• _Short exercise_
Copy the records word for word, starting at their first line and stopping after the line that contains "x=208, y=1086". Leave out the pictures.

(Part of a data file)
■ ■ ■
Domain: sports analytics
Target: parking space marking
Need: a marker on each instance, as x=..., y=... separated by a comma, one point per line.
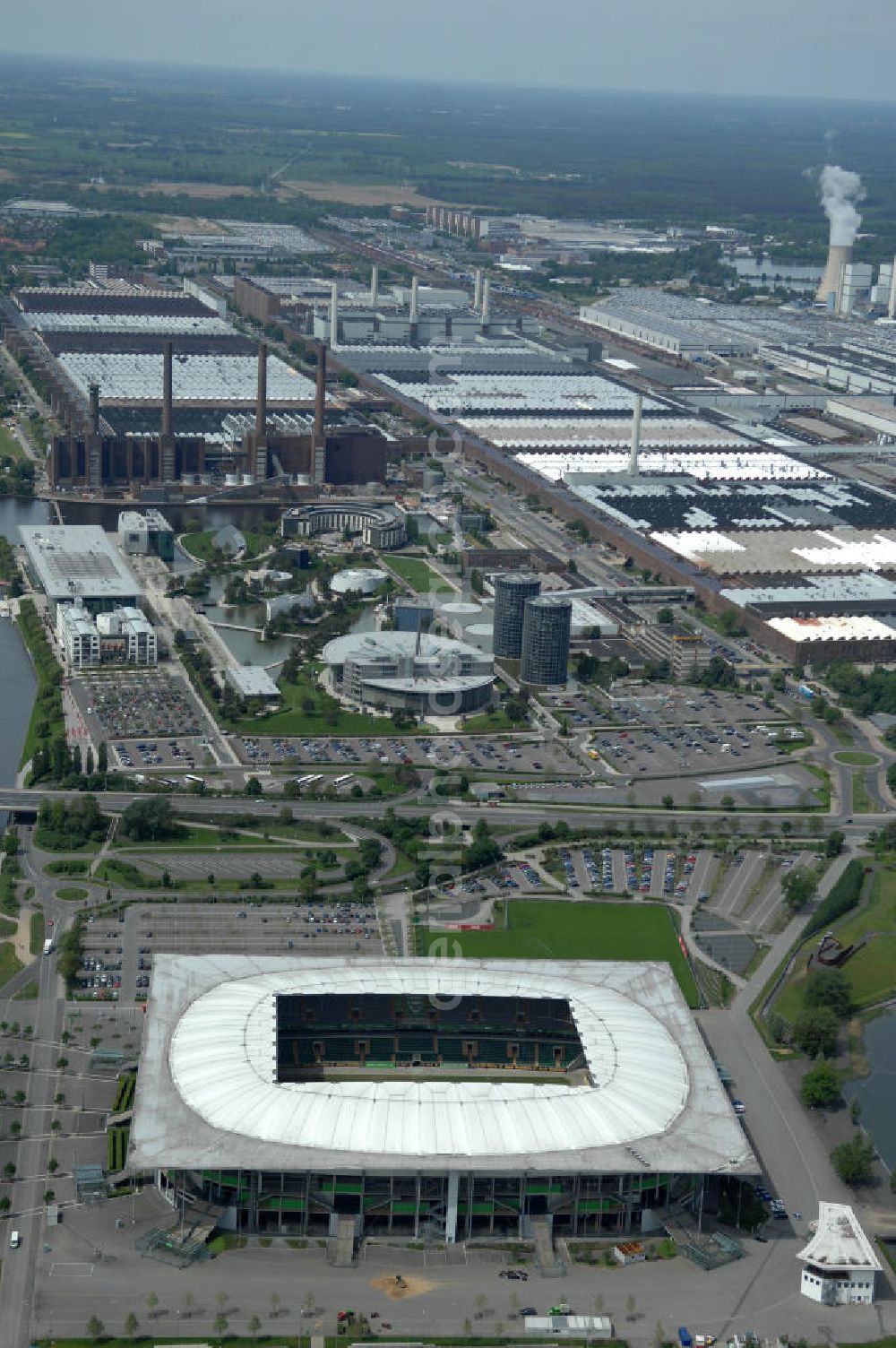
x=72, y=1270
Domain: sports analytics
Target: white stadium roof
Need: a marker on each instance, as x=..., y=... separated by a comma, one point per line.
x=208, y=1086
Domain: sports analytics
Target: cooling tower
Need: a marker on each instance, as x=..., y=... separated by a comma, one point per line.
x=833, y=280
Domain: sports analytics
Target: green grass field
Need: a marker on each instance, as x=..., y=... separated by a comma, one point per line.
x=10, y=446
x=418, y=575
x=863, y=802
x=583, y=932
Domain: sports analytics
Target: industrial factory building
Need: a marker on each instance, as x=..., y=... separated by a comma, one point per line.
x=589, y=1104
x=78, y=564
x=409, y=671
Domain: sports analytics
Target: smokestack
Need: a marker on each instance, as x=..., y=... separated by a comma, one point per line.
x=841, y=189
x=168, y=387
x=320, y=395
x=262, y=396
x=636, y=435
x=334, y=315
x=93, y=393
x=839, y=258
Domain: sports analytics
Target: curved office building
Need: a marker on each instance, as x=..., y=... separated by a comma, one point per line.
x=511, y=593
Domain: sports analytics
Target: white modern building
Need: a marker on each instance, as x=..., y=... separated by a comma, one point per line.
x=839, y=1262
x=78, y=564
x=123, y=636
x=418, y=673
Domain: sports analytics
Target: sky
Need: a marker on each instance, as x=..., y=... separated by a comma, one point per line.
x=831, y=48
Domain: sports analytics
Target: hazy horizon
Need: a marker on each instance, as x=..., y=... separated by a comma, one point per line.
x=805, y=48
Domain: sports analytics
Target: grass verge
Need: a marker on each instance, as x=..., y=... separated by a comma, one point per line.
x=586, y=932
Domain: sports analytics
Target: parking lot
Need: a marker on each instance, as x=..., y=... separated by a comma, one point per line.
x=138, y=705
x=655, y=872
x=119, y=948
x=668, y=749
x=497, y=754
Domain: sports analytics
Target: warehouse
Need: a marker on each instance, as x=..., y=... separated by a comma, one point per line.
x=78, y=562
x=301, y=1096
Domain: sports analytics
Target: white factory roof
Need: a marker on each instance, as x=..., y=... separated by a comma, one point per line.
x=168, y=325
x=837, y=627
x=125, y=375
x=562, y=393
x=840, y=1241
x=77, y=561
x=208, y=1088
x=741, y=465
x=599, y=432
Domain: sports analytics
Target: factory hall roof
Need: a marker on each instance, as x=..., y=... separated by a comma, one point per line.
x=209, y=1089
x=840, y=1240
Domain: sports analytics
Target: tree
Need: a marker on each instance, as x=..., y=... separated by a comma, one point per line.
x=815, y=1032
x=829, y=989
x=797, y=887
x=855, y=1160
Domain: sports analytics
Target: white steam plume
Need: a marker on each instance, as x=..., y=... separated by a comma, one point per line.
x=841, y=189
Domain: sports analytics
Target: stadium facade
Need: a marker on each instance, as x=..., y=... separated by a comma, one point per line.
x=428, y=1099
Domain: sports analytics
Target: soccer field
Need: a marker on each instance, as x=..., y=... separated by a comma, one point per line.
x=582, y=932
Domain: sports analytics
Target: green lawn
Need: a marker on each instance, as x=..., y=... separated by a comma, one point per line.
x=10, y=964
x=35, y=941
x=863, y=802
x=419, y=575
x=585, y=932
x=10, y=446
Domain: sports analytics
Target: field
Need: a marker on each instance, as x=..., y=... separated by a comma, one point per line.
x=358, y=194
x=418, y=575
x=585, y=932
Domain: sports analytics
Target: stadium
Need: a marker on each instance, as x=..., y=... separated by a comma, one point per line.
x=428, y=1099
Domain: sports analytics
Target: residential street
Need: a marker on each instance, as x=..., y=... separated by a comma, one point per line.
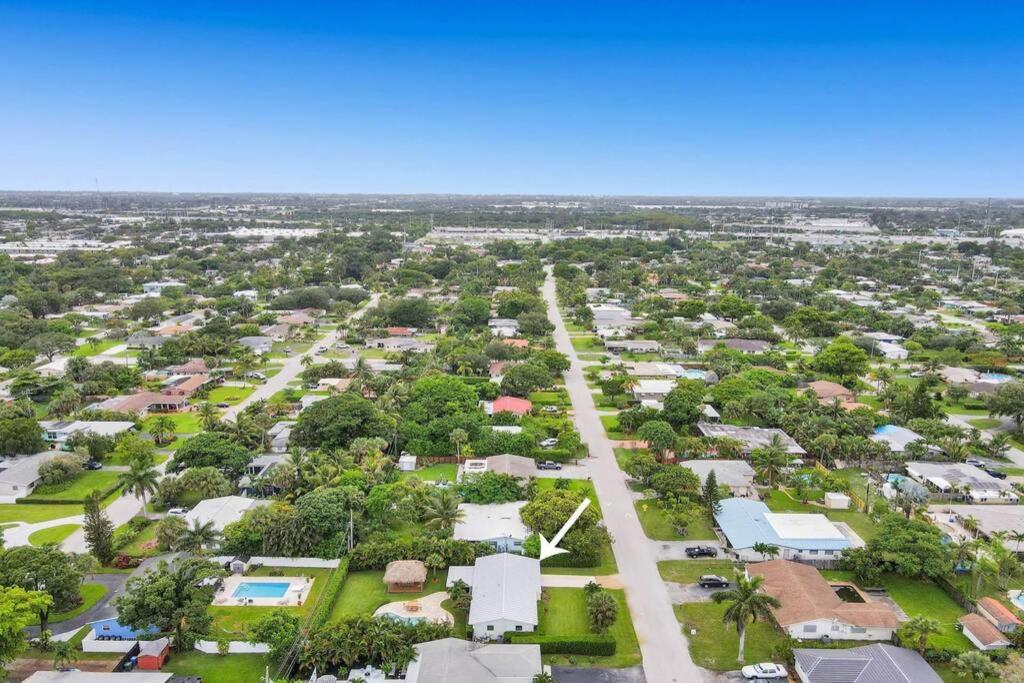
■ ■ ■
• _Output for this task_
Domain: sports analytics
Target: parking space marking
Need: a marker on each instance, as x=..., y=... separated by a comma, one point per line.
x=72, y=1270
Domain: sports analytics
Target: white stadium roof
Need: a marker on each instance, as x=..., y=... separated by a comma, one point per line.
x=208, y=1086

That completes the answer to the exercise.